» ЧТО СДЕЛАТЬ
Соберите из пунктов ниже все строки, где встречается слово «white». Учитывайте регистр букв.

» ПРЕДЛОЖЕННЫЕ ПУНКТЫ
++++++++++++++++++++

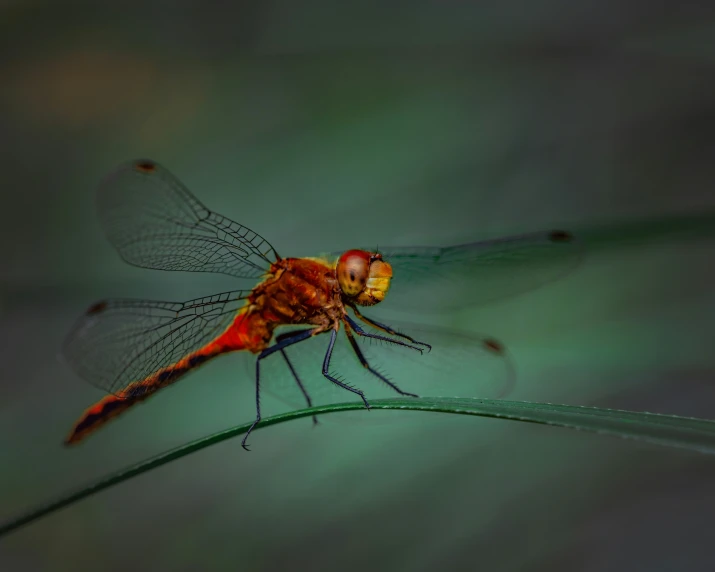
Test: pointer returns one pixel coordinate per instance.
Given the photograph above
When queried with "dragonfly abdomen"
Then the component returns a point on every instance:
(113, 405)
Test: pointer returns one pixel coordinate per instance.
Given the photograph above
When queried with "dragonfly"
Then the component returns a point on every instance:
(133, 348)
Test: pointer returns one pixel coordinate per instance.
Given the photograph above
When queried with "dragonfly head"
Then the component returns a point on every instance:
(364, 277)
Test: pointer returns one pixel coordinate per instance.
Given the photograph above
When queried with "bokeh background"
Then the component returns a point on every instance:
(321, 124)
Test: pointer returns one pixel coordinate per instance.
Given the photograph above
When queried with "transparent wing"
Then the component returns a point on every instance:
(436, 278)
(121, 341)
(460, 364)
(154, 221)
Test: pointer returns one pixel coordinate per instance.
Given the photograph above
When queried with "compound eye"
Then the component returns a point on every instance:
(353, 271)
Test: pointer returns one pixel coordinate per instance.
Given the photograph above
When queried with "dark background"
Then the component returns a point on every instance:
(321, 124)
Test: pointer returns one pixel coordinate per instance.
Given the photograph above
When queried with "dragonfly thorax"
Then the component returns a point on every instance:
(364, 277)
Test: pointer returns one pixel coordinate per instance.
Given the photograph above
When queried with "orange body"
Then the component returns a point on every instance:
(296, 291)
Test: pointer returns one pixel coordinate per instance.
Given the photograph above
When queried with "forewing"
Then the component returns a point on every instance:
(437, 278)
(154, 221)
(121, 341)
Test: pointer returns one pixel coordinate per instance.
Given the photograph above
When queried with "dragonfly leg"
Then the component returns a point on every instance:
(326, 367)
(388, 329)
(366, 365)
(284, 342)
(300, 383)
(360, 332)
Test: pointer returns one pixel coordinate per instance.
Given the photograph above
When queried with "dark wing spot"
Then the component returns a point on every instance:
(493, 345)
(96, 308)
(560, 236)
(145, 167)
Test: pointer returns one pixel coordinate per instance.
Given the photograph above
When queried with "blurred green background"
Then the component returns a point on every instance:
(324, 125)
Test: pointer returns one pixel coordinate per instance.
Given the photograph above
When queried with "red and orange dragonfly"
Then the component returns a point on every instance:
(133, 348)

++++++++++++++++++++

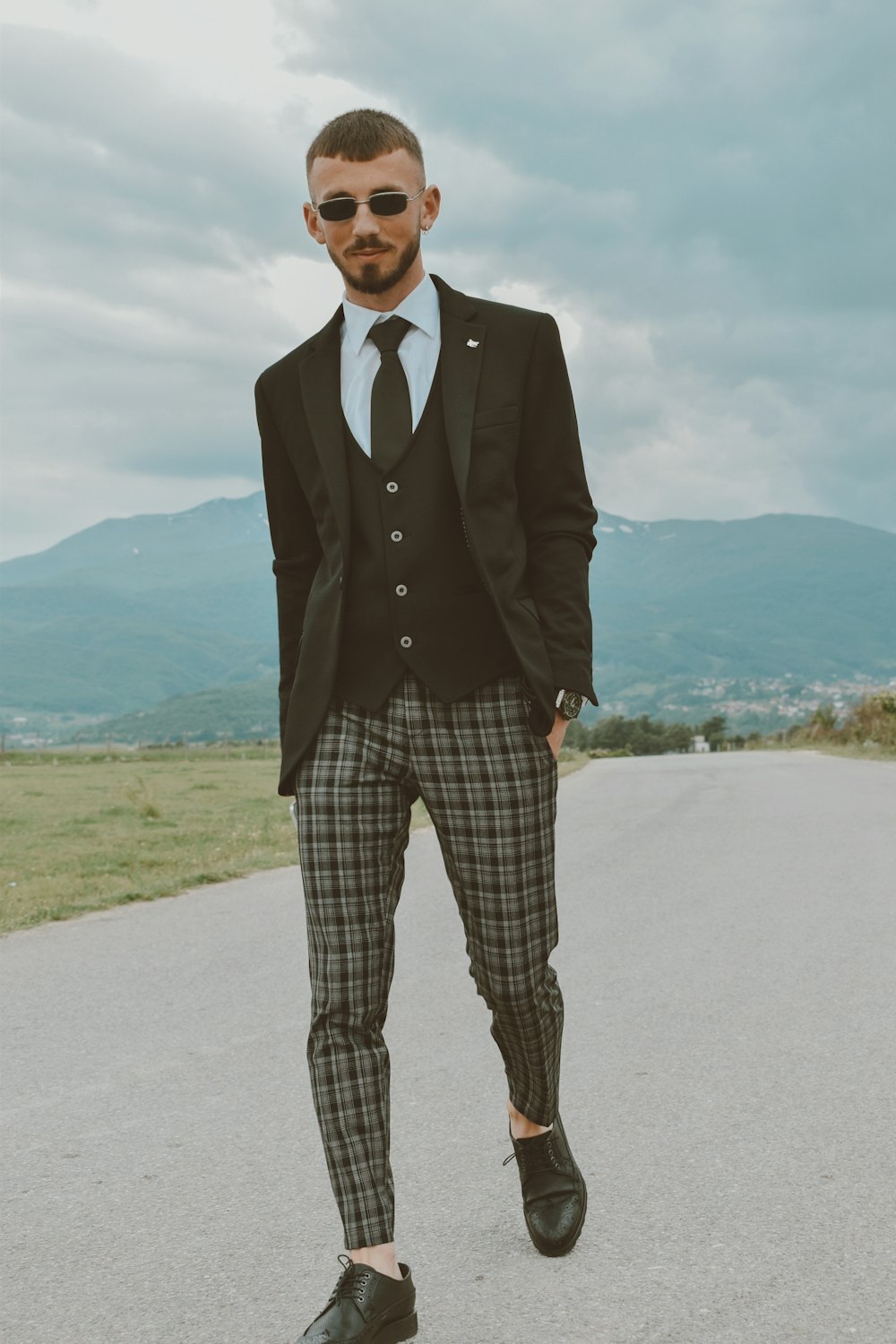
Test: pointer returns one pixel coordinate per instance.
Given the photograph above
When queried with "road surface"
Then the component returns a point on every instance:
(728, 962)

++++++++++++++++++++

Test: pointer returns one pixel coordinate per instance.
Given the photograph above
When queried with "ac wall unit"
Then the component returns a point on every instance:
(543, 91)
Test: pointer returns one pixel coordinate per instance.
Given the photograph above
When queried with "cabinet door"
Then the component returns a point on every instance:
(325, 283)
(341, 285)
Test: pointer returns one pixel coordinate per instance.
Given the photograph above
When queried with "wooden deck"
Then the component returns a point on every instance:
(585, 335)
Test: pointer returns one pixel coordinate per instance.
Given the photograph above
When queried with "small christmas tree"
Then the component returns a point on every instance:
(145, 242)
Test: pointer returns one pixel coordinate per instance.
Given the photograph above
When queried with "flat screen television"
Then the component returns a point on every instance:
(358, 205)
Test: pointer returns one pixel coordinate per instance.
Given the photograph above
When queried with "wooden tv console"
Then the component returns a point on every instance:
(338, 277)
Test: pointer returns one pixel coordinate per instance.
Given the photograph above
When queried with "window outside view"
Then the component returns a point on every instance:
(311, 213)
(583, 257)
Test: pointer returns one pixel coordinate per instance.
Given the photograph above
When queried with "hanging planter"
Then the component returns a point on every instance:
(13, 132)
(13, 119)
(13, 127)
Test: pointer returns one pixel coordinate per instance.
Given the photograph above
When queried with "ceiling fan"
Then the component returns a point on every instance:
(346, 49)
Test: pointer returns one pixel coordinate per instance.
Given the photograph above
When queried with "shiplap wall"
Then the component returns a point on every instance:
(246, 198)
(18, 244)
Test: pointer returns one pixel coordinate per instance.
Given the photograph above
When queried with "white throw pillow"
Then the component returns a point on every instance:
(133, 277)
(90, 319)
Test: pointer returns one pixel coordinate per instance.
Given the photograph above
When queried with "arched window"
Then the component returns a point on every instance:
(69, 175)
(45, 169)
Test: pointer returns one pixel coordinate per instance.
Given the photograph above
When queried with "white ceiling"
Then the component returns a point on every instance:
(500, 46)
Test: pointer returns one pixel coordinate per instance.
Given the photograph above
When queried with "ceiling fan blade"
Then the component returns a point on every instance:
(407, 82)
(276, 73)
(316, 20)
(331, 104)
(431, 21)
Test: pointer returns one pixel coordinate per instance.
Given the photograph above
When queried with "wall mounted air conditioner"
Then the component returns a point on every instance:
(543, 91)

++++++++++++++++++++

» ОТВЕТ НА ЗАДАНИЕ
When queried with "white throw pillow"
When queried with "white ceiling"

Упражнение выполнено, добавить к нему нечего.